- Activity list -
- A) Using the article on aging, body temperature and dehydration, answer each question, marking your answers (i), (ii) and (iii) to match.
(i) In which journal was the new research published?
(ii) What does the body rely on to remove heat and prevent continued rises in body temperature?
(iii) Apart from reducing the volume of circulating blood, what does dehydration do to the blood?
- B) Write the next part of the article on aging, body temperature and dehydration, picking up after its final sentence.
(Excerpted text Opens)
Our ability to regulate body temperature and keep our bodies from becoming dehydrated declines as we get older. New research published today in the Journal of Physiology improves our understanding of the relation between temperature regulation and dehydration.
This research can help us to better tailor strategies for managing both body temperature regulation and hydration during heat exposure in older adults. For example, because of reductions in thirst and our ability to preserve body fluid, as we age, we may require more frequent reminders to drink water during work in the heat or during heatwaves.
Exercise, especially when performed in a hot environment, exposes the body to heat stress, which causes body temperature to increase.
In these situations, we rely on sweating to help remove heat from the body and prevent continued rises in body temperature, which may increase the risk of heat-related illness or injury (such as heat stroke).
However, prolonged sweating can cause too much fluid to be lost from the body. Unless the person drinks water or a sports drink, this can lead to dehydration. Dehydration also reduces the volume of circulating blood and increases the blood’s salt content.
(Excerpted text Closes)
(Records supplied Opens)
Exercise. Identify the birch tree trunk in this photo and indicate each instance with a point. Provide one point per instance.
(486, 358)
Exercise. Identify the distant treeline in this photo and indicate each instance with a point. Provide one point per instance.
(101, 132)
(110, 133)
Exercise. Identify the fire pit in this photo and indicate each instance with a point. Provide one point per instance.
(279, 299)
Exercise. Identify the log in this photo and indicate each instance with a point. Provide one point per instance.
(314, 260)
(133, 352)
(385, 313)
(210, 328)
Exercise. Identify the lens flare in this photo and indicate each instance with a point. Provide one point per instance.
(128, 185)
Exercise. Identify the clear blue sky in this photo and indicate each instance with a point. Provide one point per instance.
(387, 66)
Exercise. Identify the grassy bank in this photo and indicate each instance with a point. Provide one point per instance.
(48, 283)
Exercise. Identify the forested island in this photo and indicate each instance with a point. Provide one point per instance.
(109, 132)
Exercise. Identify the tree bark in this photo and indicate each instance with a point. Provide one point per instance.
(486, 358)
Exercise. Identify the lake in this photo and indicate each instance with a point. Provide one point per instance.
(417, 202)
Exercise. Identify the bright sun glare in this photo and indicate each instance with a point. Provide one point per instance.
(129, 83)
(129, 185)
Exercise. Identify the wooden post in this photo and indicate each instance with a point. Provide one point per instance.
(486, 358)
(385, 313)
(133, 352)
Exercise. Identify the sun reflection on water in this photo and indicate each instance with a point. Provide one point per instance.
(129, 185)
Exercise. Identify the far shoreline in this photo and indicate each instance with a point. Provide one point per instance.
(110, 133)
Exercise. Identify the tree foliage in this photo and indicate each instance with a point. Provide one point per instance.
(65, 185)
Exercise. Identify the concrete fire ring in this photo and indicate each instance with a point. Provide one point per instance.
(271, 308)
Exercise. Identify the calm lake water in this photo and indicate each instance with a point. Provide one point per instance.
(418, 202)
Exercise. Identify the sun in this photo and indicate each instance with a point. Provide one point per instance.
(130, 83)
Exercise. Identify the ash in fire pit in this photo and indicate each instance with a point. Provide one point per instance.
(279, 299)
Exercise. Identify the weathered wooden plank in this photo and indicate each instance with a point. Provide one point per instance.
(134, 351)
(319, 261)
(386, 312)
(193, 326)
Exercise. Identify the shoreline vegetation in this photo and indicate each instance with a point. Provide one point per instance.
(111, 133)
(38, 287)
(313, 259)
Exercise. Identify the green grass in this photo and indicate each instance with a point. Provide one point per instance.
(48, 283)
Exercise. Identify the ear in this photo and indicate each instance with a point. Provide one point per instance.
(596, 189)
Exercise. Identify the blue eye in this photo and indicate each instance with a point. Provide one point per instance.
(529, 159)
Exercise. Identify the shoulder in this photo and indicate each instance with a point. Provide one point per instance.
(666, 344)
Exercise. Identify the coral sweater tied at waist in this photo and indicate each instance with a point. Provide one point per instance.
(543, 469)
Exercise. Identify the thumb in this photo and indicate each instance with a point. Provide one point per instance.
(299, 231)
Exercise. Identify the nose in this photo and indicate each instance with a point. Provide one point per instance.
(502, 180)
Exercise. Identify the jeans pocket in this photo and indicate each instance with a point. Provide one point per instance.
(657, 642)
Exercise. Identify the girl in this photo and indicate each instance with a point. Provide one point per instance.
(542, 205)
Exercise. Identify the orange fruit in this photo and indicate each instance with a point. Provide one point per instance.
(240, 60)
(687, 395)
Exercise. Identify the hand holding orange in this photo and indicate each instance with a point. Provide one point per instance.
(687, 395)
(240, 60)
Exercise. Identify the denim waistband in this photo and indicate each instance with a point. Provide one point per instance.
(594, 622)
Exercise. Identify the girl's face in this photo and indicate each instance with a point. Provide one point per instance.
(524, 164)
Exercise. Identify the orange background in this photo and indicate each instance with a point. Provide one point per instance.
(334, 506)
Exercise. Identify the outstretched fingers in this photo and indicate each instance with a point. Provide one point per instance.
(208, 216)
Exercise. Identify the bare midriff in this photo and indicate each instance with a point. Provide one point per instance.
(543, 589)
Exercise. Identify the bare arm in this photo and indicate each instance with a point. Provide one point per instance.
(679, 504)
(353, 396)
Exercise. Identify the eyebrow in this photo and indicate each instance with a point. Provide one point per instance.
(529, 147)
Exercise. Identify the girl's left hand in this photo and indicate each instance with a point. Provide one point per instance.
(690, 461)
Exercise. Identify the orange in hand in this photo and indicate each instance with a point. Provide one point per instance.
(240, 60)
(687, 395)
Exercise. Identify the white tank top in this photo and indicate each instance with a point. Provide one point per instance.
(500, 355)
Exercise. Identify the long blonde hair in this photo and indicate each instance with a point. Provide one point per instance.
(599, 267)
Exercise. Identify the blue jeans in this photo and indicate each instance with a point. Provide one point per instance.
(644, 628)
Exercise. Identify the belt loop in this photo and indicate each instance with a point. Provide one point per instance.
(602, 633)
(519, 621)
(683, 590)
(Records supplied Closes)
- Answers for the exercise -
- A)
(i) The Journal of Physiology.
(ii) Sweating.
(iii) It increases the blood's salt content.

- B)
Not only does dehydration make our mouths dry and make us want to drink water, it also impacts the regulation of body temperature. When we become dehydrated, we sweat less and, as a result, lose less heat and become less able to cool the body.
While this can be disadvantageous to regulating body temperature, these adjustments limit further fluid losses and slow the rate of dehydration. Thus, our body’s response to dehydration acts to balance the body’s fluid and temperature regulatory needs.
Until recently, however, our understanding of the effects of dehydration on body temperature regulation came primarily from studies conducted in young adults.
Dehydration did not reduce heat loss or increase body temperature in the older adults during exercise. At first glance this seems like a beneficial response. However, this meant that the older adults did not attempt to adjust the rate of sweat loss to prevent further dehydration. As a result, they experienced greater strain on the heart as evidenced by a more pronounced increase in heart rate compared to younger men.
Previous literature indicates that as we age, our body responds less efficiently to dehydration, and some have suggested that this is due to an impaired ability of the body to “sense” increases in salt levels in the blood (i.e. lack of water) that would normally trigger thirst and drinking.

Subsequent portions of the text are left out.